#### GIVEN DATA ####

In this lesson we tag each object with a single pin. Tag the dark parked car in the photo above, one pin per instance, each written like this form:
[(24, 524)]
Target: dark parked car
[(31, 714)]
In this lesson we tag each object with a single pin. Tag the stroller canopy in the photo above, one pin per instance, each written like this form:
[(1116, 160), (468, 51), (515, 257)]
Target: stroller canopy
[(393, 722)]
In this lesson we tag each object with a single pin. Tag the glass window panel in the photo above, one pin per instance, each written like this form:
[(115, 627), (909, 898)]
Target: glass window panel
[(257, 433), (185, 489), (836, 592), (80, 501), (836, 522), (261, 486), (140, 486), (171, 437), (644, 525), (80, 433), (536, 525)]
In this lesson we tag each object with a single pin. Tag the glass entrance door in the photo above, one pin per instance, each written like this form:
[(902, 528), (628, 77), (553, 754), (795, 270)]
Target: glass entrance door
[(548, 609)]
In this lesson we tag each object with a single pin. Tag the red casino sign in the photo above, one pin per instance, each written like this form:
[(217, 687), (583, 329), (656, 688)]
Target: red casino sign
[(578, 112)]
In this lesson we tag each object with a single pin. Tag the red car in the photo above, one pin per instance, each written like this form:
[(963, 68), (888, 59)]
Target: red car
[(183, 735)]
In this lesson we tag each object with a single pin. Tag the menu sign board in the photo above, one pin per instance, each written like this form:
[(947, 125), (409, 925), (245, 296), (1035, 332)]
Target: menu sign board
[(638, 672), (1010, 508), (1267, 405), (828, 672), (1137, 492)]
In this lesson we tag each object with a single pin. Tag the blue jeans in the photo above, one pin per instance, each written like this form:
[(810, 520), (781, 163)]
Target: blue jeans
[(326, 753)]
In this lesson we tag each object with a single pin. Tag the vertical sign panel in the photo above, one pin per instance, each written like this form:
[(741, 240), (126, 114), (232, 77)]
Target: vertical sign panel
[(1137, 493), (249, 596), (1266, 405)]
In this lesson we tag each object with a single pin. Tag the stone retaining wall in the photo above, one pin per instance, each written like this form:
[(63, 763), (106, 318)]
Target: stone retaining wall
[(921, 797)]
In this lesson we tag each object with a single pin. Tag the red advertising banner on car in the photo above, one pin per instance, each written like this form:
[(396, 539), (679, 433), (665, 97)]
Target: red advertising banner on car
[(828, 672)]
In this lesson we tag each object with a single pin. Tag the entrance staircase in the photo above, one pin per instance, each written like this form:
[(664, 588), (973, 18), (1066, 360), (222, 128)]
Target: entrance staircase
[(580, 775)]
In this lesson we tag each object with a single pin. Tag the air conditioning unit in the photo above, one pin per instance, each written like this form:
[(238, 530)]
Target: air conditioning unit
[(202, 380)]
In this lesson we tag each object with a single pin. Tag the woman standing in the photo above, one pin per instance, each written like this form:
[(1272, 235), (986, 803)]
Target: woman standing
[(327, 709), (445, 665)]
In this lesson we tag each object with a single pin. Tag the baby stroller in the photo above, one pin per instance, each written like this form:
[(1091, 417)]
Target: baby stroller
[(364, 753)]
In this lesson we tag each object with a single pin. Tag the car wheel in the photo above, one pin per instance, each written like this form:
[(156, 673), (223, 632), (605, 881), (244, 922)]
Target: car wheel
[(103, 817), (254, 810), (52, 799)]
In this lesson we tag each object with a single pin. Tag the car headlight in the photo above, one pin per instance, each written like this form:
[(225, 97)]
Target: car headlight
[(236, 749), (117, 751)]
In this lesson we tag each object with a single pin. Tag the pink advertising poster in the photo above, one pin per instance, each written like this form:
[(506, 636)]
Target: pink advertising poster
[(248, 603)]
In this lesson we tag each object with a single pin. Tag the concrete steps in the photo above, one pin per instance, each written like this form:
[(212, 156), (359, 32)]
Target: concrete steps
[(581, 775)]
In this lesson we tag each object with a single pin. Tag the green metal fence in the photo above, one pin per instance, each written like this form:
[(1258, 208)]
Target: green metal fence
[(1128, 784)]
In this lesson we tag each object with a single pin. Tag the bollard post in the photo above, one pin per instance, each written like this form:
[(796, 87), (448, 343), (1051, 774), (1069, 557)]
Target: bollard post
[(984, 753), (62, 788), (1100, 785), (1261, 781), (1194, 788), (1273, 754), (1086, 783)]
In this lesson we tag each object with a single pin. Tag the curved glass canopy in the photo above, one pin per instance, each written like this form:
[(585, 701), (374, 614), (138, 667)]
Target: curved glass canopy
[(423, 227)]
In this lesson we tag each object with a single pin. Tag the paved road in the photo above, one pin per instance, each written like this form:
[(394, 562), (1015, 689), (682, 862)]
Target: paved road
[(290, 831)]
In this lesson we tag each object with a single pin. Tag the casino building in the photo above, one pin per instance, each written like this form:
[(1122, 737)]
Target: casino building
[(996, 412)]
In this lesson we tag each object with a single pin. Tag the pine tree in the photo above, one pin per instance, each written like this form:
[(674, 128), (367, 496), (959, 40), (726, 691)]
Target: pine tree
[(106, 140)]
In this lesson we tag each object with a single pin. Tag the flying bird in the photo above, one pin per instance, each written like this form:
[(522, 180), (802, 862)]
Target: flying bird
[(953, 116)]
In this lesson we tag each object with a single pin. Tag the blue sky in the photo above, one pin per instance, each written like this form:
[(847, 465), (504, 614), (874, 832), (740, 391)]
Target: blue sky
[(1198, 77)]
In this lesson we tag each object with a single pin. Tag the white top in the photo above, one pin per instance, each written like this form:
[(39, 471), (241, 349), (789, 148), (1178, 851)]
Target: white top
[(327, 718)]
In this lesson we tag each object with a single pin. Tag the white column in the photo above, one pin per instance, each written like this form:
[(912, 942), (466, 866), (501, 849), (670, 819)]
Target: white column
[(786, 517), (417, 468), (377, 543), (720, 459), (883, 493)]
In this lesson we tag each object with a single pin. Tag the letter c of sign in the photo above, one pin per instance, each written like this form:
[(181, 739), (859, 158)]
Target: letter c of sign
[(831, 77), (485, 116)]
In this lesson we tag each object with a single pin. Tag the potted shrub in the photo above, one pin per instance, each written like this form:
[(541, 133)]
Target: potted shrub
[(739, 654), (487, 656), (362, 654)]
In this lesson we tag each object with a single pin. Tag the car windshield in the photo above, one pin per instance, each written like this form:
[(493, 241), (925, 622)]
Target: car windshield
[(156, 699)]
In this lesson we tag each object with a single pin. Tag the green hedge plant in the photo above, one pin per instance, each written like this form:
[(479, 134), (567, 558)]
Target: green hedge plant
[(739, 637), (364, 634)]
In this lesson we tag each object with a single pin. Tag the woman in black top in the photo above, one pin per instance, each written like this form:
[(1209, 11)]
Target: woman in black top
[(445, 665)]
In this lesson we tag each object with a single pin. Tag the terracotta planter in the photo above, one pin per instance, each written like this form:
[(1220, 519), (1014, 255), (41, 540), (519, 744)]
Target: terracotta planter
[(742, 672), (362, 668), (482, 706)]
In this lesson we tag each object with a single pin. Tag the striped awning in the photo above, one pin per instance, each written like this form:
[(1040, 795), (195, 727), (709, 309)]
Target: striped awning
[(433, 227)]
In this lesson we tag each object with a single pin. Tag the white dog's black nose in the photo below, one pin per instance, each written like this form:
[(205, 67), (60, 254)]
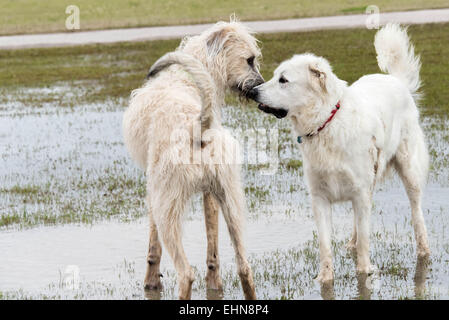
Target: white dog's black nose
[(253, 93)]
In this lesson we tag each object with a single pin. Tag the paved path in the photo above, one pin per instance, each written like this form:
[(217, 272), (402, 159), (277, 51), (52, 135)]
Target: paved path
[(170, 32)]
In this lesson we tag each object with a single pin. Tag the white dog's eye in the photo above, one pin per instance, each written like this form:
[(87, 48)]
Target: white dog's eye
[(283, 80)]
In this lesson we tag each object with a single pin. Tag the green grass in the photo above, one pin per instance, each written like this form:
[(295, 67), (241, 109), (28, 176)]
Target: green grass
[(34, 16), (111, 71)]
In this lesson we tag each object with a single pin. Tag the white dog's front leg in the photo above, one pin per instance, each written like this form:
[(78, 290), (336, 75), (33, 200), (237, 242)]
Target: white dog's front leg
[(322, 212), (362, 211)]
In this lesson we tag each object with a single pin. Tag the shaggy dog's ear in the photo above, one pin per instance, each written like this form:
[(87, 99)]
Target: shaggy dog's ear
[(319, 77), (216, 41)]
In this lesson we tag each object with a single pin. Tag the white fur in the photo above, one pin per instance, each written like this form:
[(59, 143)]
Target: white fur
[(163, 134), (376, 128)]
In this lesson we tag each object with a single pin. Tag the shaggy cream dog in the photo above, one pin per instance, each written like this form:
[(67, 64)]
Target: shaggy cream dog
[(165, 136), (351, 136)]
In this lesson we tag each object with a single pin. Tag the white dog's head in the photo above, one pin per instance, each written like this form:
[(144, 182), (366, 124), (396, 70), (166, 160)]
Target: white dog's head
[(230, 52), (302, 84)]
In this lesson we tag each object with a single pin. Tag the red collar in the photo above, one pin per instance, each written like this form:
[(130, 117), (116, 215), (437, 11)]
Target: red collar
[(333, 112)]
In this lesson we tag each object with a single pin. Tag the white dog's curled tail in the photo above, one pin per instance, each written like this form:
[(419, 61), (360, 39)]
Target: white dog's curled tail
[(396, 56), (202, 78)]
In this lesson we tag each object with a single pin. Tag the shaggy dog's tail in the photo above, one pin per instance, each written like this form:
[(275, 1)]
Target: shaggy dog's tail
[(396, 56), (202, 78)]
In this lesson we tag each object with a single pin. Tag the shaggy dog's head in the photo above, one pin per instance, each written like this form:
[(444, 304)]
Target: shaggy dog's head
[(302, 87), (230, 53)]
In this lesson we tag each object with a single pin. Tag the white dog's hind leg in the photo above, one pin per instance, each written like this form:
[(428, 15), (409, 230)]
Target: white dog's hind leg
[(232, 202), (412, 170), (362, 211), (322, 213), (352, 243), (152, 278), (213, 279)]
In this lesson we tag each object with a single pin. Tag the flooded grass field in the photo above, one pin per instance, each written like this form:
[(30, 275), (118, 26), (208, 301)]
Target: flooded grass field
[(71, 196)]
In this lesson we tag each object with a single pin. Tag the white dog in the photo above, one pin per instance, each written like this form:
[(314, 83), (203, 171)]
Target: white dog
[(161, 133), (351, 136)]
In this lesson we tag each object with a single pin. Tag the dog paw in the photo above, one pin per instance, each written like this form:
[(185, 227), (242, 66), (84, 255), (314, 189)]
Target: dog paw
[(351, 245), (213, 282), (365, 269), (325, 276), (153, 284)]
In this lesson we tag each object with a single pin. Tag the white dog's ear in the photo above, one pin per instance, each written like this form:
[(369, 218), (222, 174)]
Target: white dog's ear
[(216, 41), (319, 77)]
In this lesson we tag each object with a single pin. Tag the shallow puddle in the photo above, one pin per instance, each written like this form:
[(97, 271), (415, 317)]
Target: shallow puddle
[(71, 201)]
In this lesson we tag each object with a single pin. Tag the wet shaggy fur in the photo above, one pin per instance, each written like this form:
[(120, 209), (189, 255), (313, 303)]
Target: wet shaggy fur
[(376, 128), (162, 129)]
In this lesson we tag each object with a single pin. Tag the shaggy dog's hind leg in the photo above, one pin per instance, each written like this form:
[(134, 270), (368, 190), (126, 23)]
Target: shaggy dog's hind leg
[(232, 202), (352, 243), (213, 279), (168, 216), (152, 278)]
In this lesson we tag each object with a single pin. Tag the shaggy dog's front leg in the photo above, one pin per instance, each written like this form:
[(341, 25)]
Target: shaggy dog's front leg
[(322, 212)]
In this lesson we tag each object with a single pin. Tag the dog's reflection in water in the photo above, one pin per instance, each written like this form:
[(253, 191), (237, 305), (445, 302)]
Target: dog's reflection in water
[(152, 294), (365, 283), (210, 294), (422, 269)]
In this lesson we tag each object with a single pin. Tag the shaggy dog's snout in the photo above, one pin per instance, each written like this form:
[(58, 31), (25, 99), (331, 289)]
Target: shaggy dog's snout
[(252, 94), (278, 113)]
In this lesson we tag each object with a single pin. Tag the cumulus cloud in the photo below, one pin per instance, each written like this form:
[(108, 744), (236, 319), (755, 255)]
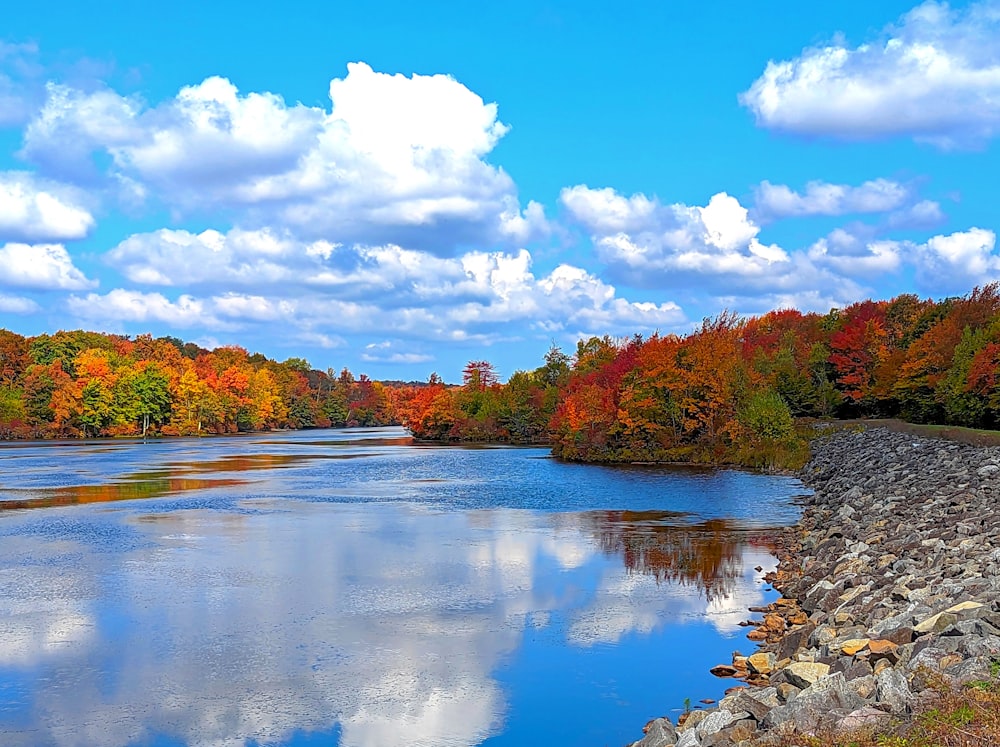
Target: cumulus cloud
[(717, 249), (35, 210), (395, 159), (958, 261), (650, 244), (18, 305), (387, 352), (263, 276), (774, 201), (120, 306), (314, 289), (19, 91), (40, 267), (854, 255), (933, 76)]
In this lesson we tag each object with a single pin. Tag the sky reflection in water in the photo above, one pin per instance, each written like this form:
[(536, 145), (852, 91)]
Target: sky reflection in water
[(418, 596)]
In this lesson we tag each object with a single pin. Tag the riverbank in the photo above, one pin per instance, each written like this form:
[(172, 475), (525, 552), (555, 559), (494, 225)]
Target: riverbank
[(891, 596)]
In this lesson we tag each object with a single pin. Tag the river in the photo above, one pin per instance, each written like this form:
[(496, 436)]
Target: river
[(352, 588)]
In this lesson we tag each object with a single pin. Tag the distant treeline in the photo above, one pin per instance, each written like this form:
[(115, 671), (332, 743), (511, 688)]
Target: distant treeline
[(91, 384), (730, 391)]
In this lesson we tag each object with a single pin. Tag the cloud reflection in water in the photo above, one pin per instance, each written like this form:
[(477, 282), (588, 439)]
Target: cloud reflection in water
[(388, 619)]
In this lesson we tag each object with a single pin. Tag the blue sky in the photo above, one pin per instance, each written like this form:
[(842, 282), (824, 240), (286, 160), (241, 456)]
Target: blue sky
[(402, 187)]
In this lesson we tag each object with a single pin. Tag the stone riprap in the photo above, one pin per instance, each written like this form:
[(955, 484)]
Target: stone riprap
[(890, 582)]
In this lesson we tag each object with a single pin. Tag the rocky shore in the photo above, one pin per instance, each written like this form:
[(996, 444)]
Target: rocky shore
[(890, 584)]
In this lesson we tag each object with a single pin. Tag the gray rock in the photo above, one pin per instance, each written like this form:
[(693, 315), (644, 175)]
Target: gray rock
[(661, 733), (716, 721), (817, 706), (893, 690), (864, 718)]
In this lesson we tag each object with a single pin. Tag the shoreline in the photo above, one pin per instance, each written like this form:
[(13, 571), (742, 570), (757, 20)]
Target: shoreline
[(890, 586)]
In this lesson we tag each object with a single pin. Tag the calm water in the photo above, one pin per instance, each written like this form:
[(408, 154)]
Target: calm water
[(349, 588)]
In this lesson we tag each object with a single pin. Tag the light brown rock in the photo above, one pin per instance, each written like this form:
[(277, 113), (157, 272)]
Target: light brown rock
[(761, 662), (853, 646)]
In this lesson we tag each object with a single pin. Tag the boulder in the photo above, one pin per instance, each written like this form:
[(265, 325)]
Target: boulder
[(659, 733), (804, 673), (893, 691)]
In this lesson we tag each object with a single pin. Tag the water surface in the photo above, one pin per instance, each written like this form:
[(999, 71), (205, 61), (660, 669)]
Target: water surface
[(351, 588)]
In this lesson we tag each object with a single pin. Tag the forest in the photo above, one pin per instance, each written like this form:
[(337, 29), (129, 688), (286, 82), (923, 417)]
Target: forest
[(734, 390)]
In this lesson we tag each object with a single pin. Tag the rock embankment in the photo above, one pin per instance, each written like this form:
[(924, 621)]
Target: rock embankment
[(890, 583)]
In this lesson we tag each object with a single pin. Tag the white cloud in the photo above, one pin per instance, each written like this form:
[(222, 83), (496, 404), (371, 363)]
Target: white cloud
[(385, 352), (649, 244), (40, 267), (396, 159), (18, 305), (958, 261), (849, 254), (774, 201), (63, 136), (19, 93), (265, 277), (120, 306), (35, 210), (924, 214), (934, 76)]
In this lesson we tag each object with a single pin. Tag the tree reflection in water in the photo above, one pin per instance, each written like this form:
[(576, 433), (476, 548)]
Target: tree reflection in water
[(707, 555)]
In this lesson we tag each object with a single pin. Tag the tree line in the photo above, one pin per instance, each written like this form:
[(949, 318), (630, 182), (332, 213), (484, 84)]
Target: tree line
[(92, 384), (732, 390)]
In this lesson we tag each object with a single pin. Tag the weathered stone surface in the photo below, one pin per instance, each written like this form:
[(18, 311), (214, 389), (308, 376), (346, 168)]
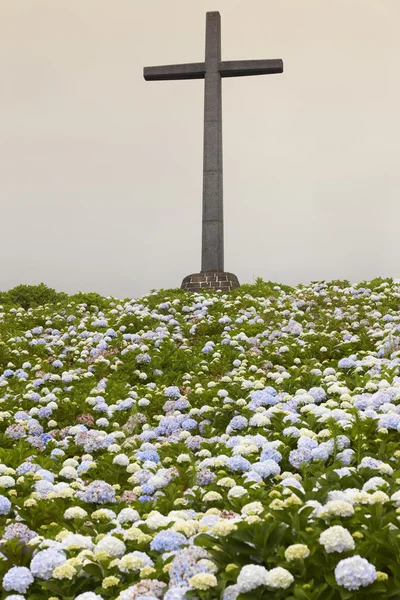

####

WHAT TO DO: Filter the data above, keeping only lines that include the string "below".

WRITTEN REPLY:
In this lesson we tag each object with a single pin. Tag the white dog's black nose in the photo below, one pin per instance, each written like this form:
In this lesson we tag each object with a single pin. Tag the cumulus cloud in the photo below, one pin per instance, each written like this form:
In this lesson we tag each object with a single pin. Tag the weathered stone surface in the photo below, one pin per instance, each written like this form:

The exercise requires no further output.